-- BEGIN MATERIALS PROVIDED --

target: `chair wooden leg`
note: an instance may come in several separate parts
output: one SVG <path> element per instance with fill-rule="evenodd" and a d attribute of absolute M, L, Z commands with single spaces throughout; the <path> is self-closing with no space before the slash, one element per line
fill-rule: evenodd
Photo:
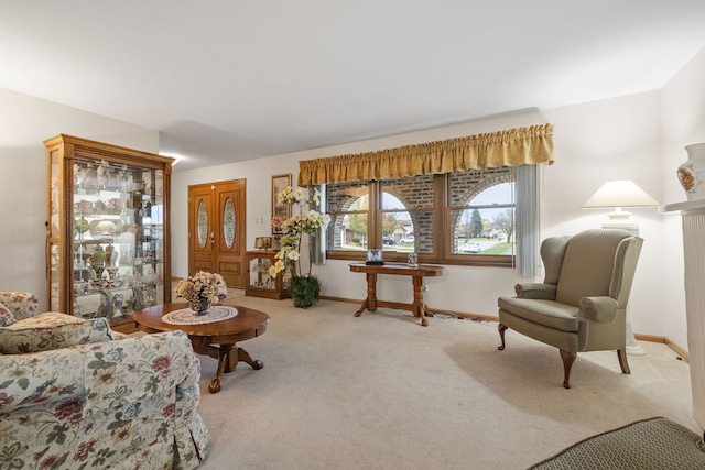
<path fill-rule="evenodd" d="M 507 331 L 507 328 L 505 325 L 499 324 L 497 325 L 497 331 L 499 331 L 499 338 L 502 340 L 502 346 L 498 346 L 497 349 L 499 349 L 500 351 L 505 350 L 505 331 Z"/>
<path fill-rule="evenodd" d="M 627 361 L 627 350 L 618 349 L 617 350 L 617 359 L 619 359 L 619 367 L 621 368 L 621 373 L 630 374 L 629 362 Z"/>
<path fill-rule="evenodd" d="M 571 378 L 571 367 L 573 365 L 573 362 L 575 362 L 577 353 L 564 351 L 563 349 L 561 349 L 560 351 L 561 359 L 563 359 L 563 387 L 570 389 L 571 383 L 568 382 L 568 379 Z"/>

-- END MATERIALS PROVIDED --

(JOB) Restate each entry word for word, please, but drop any images it holds.

(TASK ANSWER)
target: `chair wooden leg`
note: an instance may come in several separate parts
output: one SVG <path> element per instance with fill-rule="evenodd" and a d attribute of absolute M, L, Z commands with single spaces throughout; the <path> is self-closing with no space before the slash, one element per line
fill-rule: evenodd
Photo:
<path fill-rule="evenodd" d="M 507 331 L 507 328 L 505 325 L 499 324 L 497 325 L 497 331 L 499 331 L 499 338 L 502 340 L 502 346 L 498 346 L 497 349 L 499 349 L 500 351 L 505 350 L 505 331 Z"/>
<path fill-rule="evenodd" d="M 627 361 L 627 350 L 618 349 L 617 350 L 617 359 L 619 359 L 619 367 L 621 368 L 621 373 L 630 374 L 629 362 Z"/>
<path fill-rule="evenodd" d="M 571 378 L 571 367 L 573 365 L 573 362 L 575 362 L 577 353 L 564 351 L 563 349 L 561 349 L 560 351 L 561 359 L 563 359 L 563 387 L 570 389 L 571 383 L 568 382 L 568 379 Z"/>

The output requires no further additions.